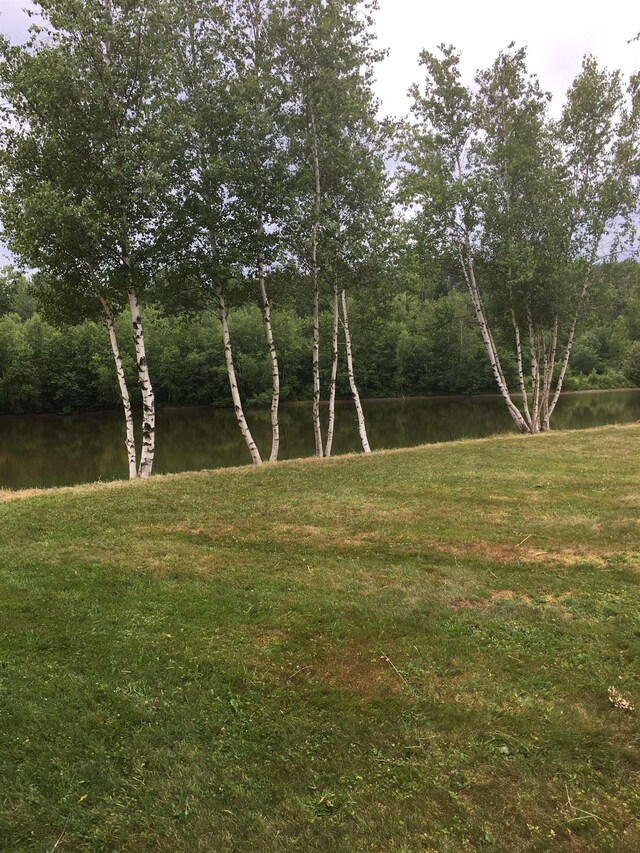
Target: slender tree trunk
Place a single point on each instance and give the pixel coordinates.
(148, 400)
(362, 429)
(476, 299)
(231, 373)
(523, 389)
(275, 373)
(567, 352)
(535, 376)
(334, 369)
(130, 441)
(549, 368)
(317, 428)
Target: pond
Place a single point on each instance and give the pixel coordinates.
(57, 450)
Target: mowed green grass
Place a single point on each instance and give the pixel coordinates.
(404, 652)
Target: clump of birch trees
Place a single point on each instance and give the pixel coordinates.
(220, 151)
(523, 205)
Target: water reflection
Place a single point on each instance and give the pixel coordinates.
(52, 450)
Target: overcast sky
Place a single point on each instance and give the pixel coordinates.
(557, 32)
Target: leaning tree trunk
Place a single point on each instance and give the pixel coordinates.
(487, 337)
(275, 373)
(549, 368)
(317, 428)
(334, 370)
(567, 352)
(535, 376)
(523, 388)
(144, 381)
(130, 441)
(233, 383)
(362, 429)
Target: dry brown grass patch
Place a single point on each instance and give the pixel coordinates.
(359, 668)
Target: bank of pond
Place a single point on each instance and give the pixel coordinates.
(58, 450)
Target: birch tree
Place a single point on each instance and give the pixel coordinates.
(332, 128)
(259, 179)
(523, 204)
(200, 236)
(83, 176)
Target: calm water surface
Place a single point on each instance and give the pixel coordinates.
(56, 450)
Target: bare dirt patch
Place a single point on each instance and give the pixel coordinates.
(359, 668)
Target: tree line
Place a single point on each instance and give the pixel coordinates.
(203, 157)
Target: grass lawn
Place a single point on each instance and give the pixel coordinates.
(410, 651)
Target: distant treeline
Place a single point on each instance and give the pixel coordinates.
(425, 344)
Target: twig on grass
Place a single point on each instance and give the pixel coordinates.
(394, 667)
(298, 671)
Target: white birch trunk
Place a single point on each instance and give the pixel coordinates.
(233, 384)
(130, 441)
(317, 428)
(567, 352)
(535, 377)
(549, 367)
(148, 401)
(362, 429)
(273, 355)
(523, 389)
(467, 268)
(334, 371)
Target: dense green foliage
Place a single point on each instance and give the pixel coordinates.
(425, 342)
(409, 651)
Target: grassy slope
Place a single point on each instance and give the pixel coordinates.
(404, 652)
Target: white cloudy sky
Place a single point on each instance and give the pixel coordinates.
(557, 32)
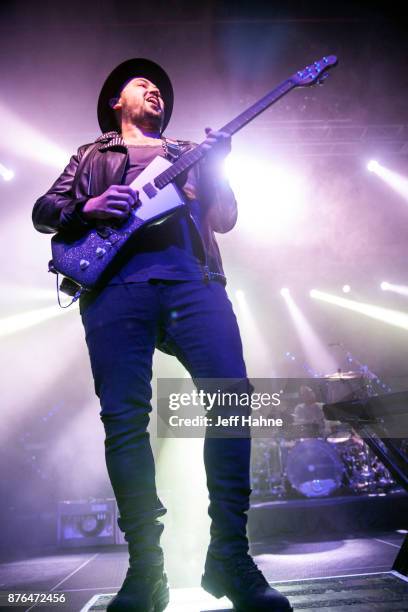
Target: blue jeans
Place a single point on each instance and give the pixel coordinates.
(195, 322)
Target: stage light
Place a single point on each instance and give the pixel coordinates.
(21, 138)
(386, 315)
(5, 173)
(15, 323)
(397, 182)
(373, 165)
(314, 349)
(271, 198)
(257, 347)
(400, 289)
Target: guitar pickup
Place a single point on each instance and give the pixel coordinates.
(104, 231)
(149, 190)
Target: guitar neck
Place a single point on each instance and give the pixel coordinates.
(190, 158)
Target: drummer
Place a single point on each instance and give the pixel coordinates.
(309, 413)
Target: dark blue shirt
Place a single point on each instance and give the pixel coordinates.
(161, 250)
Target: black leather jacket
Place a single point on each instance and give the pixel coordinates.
(211, 203)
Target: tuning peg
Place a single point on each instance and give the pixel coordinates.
(322, 78)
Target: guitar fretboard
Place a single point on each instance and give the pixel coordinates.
(187, 160)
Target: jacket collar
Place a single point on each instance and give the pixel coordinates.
(173, 148)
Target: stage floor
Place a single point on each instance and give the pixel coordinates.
(87, 577)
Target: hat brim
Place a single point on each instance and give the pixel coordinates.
(118, 77)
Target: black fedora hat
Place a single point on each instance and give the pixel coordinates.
(138, 67)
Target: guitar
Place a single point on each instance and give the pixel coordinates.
(87, 260)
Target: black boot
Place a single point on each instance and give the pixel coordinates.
(143, 590)
(239, 578)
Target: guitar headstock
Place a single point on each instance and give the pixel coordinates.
(314, 73)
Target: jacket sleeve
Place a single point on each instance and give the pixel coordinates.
(207, 184)
(59, 209)
(218, 198)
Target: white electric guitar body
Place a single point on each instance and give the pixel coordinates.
(86, 260)
(153, 203)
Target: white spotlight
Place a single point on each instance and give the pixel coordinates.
(5, 173)
(373, 165)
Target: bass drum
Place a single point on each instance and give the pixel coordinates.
(314, 468)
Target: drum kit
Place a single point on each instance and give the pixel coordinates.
(318, 459)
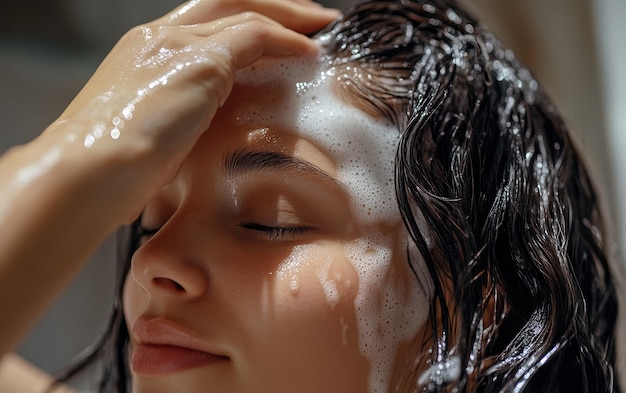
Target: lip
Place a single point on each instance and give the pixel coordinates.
(162, 347)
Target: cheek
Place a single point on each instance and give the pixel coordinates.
(134, 299)
(391, 305)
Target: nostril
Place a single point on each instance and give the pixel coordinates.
(167, 283)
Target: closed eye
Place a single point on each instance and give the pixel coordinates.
(277, 232)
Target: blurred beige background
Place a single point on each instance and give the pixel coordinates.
(49, 48)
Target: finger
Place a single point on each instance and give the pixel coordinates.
(303, 16)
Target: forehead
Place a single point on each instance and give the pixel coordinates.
(299, 97)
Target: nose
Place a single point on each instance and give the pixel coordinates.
(170, 263)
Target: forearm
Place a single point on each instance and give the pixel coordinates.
(51, 220)
(19, 376)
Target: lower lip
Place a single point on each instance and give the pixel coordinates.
(166, 359)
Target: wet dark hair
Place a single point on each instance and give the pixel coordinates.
(494, 196)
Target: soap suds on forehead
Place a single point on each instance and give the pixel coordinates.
(362, 146)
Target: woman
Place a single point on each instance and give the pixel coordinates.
(270, 256)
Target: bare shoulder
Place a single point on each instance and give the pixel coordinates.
(19, 376)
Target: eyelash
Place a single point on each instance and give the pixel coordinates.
(272, 233)
(278, 233)
(143, 233)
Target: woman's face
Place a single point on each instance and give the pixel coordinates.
(279, 264)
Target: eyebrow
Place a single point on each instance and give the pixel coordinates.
(246, 161)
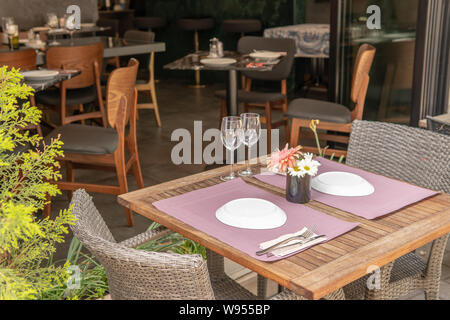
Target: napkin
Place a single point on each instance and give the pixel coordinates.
(283, 251)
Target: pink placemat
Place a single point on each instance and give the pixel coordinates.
(390, 195)
(198, 209)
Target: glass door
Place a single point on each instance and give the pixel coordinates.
(389, 96)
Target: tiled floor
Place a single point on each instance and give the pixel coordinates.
(179, 107)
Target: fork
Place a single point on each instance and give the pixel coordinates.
(305, 235)
(305, 241)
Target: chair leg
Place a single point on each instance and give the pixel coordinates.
(136, 167)
(123, 184)
(47, 208)
(155, 103)
(69, 177)
(81, 109)
(268, 114)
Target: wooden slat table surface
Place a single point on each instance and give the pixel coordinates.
(323, 268)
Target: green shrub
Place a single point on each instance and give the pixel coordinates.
(26, 243)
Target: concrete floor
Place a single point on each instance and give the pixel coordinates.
(179, 107)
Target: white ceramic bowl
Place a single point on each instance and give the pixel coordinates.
(342, 184)
(251, 213)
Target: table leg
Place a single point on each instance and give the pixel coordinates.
(232, 104)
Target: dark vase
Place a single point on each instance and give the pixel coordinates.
(298, 189)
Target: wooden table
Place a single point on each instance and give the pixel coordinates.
(323, 268)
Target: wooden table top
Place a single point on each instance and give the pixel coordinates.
(323, 268)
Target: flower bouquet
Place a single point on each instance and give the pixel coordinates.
(299, 168)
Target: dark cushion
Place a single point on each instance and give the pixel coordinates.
(253, 96)
(192, 24)
(85, 139)
(74, 97)
(149, 22)
(241, 25)
(318, 109)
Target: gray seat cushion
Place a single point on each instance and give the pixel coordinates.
(241, 25)
(149, 22)
(192, 24)
(85, 139)
(74, 97)
(253, 96)
(318, 109)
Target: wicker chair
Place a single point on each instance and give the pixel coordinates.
(137, 274)
(400, 152)
(437, 125)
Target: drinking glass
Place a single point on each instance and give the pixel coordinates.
(251, 127)
(232, 136)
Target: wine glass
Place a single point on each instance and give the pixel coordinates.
(69, 25)
(251, 127)
(232, 136)
(13, 36)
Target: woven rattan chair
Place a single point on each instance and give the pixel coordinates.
(138, 274)
(437, 125)
(417, 156)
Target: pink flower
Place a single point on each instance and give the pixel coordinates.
(281, 160)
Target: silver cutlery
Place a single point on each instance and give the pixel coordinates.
(308, 233)
(270, 254)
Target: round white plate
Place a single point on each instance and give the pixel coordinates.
(251, 213)
(39, 74)
(265, 55)
(217, 62)
(342, 184)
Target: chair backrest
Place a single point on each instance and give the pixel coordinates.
(137, 35)
(121, 82)
(360, 81)
(282, 70)
(83, 58)
(137, 274)
(414, 155)
(23, 59)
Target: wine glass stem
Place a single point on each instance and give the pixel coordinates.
(248, 160)
(232, 161)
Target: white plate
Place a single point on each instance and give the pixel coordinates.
(265, 55)
(251, 213)
(39, 74)
(217, 62)
(342, 184)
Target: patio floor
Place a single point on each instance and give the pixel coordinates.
(179, 107)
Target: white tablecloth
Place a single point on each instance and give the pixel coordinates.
(312, 40)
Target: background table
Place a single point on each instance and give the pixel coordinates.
(192, 62)
(117, 47)
(311, 40)
(323, 268)
(44, 84)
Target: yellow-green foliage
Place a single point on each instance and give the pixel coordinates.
(26, 243)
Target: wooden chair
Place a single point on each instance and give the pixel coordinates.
(333, 116)
(92, 147)
(142, 85)
(79, 90)
(259, 99)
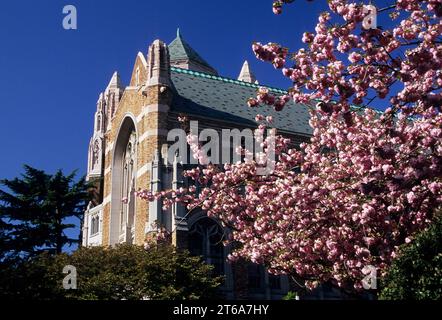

____________

**PROBLEM REQUIREMENTS**
Pull out every line of the rows above that contains the string "green", matching case exactly.

**TASK RESULT**
Target: mowed green grass
Target: dense green foliage
Target: green shrub
Target: yellow-green foliage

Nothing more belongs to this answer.